YOUR INSTRUCTIONS => Swap "peak" for "summit" in everything from the line containing "Target: fence post" down to the end of the listing, and reproduce those lines with nothing else changed.

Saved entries
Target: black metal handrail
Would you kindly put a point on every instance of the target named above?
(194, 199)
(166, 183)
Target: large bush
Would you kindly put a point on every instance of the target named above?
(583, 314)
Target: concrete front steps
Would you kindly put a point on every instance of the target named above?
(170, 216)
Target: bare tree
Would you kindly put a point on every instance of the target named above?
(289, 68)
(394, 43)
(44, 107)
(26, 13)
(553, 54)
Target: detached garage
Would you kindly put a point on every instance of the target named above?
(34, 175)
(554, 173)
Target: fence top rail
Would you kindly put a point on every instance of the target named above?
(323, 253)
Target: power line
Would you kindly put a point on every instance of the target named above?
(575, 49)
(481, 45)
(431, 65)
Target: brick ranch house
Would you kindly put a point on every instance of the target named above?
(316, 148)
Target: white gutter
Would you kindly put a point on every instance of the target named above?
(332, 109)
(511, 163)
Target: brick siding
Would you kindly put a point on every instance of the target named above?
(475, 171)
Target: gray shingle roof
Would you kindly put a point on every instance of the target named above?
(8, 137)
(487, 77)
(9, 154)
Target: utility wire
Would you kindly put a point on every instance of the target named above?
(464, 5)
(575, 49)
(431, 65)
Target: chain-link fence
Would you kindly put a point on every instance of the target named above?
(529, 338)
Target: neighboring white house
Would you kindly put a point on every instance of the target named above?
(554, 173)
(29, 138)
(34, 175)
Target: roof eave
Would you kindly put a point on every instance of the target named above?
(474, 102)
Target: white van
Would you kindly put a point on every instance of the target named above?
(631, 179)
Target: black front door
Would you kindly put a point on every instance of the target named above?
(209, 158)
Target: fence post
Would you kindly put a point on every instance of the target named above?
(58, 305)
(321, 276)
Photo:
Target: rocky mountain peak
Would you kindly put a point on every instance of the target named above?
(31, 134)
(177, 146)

ANSWER =>
Target: fence post
Would you kindly put a point on every instance of the target named above?
(58, 305)
(321, 276)
Photo:
Target: rocky mountain summit
Would you kindly put a point on every instance of the target named above?
(31, 134)
(177, 146)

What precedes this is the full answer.